→ What to work on
Only the lines from the line containing "mark: the tree canopy" through the final line of the entries should be printed, exactly as given, with the pictures left out.

→ Records for processing
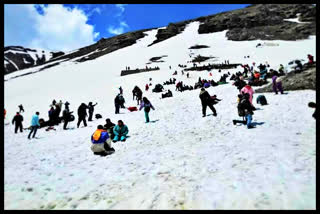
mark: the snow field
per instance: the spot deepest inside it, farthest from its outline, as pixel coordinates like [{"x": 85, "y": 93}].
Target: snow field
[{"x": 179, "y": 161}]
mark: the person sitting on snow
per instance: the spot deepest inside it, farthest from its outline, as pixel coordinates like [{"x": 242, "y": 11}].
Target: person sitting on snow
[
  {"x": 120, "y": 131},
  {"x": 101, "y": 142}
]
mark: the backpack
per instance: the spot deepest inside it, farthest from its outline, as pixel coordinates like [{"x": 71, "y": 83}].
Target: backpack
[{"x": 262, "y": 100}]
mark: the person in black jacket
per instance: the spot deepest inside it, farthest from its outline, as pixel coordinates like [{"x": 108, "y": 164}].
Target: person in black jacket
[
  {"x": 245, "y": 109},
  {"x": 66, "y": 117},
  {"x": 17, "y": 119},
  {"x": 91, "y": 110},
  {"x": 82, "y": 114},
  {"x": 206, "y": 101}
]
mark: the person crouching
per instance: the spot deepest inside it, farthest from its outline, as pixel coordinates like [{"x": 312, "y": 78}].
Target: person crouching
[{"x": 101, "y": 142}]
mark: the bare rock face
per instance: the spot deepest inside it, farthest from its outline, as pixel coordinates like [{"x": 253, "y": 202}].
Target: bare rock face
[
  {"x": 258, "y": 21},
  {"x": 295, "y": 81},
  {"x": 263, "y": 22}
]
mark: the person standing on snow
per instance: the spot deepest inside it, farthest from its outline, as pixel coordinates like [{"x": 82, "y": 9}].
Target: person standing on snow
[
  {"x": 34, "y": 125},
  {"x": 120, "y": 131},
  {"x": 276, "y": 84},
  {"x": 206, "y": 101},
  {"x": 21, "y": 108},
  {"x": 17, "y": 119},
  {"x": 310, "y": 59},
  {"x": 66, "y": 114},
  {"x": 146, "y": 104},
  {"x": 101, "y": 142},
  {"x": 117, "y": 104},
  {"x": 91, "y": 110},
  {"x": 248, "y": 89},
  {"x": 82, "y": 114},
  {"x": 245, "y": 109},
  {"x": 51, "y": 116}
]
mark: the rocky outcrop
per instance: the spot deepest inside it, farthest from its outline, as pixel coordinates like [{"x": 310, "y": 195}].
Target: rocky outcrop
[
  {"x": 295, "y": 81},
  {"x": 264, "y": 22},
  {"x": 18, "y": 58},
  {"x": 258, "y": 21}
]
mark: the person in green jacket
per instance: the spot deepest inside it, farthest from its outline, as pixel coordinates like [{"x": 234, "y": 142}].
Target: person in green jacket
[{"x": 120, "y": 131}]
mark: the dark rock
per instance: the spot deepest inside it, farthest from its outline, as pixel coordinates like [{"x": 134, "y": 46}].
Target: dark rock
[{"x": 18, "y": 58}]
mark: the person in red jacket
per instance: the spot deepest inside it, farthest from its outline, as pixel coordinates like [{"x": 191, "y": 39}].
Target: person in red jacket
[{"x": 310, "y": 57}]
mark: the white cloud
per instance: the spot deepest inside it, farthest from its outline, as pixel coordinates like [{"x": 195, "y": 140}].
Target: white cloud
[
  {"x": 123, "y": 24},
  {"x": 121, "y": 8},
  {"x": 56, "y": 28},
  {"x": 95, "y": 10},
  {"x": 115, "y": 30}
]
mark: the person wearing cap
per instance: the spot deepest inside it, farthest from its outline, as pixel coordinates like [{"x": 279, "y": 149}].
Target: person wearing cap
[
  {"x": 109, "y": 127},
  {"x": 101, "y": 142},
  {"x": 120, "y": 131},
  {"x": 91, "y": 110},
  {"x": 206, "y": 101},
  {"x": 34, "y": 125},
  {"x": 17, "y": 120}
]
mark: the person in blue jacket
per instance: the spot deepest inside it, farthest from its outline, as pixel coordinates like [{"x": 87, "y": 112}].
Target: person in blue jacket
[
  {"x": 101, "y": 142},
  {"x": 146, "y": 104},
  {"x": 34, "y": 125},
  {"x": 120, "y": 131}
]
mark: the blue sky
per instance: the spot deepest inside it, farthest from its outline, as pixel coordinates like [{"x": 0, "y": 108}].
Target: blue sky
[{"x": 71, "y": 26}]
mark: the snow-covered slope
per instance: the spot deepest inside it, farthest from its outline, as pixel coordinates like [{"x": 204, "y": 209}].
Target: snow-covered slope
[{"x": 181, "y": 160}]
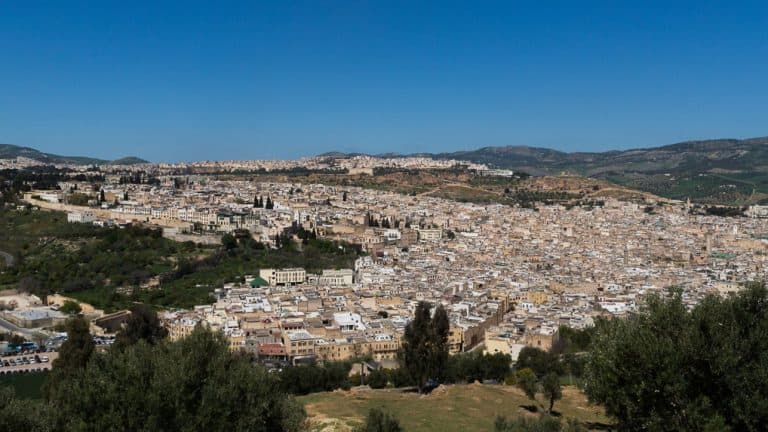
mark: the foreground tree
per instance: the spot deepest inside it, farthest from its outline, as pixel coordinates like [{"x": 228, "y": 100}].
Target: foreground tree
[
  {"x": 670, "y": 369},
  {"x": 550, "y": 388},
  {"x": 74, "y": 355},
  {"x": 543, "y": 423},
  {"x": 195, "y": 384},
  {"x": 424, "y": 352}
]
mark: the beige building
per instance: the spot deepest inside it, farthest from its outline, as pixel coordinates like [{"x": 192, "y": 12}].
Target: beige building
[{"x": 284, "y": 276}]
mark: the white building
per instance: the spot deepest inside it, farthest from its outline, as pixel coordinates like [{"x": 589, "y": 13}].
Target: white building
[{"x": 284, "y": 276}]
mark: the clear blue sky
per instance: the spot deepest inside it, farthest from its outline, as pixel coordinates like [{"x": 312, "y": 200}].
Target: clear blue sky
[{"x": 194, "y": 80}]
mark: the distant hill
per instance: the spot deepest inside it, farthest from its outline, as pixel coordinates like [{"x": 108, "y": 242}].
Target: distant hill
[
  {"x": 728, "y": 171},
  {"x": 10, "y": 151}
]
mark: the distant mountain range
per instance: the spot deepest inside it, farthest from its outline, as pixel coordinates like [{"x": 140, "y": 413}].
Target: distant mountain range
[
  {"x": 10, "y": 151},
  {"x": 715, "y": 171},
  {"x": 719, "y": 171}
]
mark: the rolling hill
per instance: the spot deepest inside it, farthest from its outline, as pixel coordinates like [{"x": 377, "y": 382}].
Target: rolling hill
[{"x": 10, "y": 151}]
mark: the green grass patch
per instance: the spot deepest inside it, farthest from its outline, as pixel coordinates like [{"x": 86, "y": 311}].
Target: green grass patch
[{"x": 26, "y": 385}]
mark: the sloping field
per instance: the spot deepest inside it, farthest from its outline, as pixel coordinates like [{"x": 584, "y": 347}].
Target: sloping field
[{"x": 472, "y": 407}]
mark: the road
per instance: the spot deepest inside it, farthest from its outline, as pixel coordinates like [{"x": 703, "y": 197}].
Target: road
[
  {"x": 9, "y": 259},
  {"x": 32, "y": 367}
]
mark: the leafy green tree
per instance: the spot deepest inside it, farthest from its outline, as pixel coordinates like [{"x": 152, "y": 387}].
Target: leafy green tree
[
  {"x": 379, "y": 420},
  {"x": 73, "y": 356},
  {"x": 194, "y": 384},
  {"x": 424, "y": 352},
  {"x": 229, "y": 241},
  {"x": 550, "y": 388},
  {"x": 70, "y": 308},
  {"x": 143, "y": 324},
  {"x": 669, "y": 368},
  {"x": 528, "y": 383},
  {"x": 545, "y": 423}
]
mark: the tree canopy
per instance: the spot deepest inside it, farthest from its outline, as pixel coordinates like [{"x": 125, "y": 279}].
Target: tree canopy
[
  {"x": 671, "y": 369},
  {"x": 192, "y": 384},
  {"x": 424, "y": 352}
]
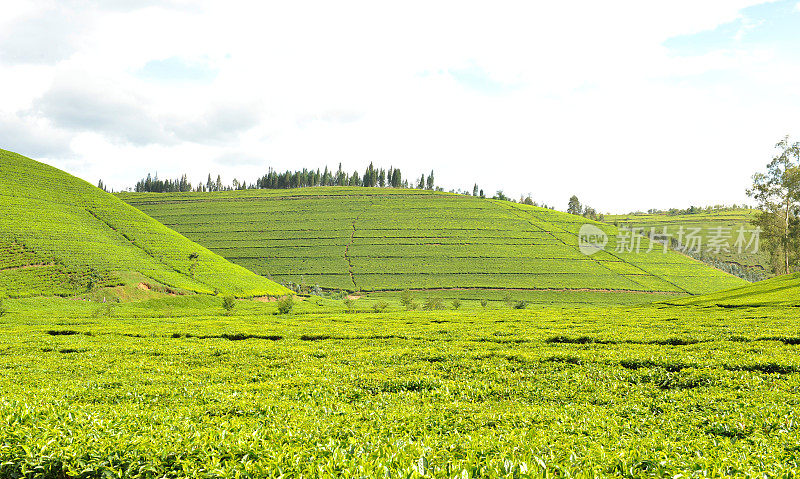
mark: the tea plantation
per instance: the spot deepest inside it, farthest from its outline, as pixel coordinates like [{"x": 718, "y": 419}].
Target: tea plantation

→ Response to the task
mark: the tree canopy
per instance: the spot deepest inside it, farthest from its outline, as pixel coordinates like [{"x": 125, "y": 279}].
Target: tree canopy
[
  {"x": 671, "y": 369},
  {"x": 192, "y": 384},
  {"x": 424, "y": 352}
]
mark: the tea plantation
per instance: the spot deepest inside it, farthest from its outline, as pixel coordinates like [{"x": 718, "y": 419}].
Target: tea plantation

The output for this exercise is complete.